§ Exercise details
Can you reproduce the data from the line with "Each instance of the exterior" through the end, keeping every line, and shift each coordinate pair in the answers by adding 111 to both numbers?

* START Input records *

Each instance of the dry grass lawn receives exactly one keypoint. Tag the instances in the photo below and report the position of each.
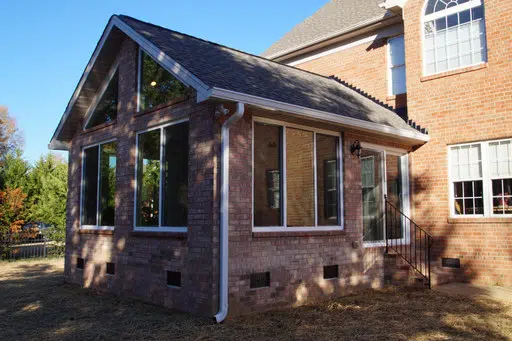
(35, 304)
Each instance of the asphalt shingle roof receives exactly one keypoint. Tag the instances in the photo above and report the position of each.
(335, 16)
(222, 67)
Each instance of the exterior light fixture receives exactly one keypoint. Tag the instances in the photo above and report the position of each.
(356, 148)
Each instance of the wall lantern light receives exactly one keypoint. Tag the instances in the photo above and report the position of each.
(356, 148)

* END Input records *

§ Output below
Each instance of the exterior light fixture receives exactly one keypoint. Tag the instances in the photo above and report the position of each.
(467, 259)
Each instance of the wall lantern light receives exactly one keypoint. Tag the instances in the photo above and report the position of each.
(467, 259)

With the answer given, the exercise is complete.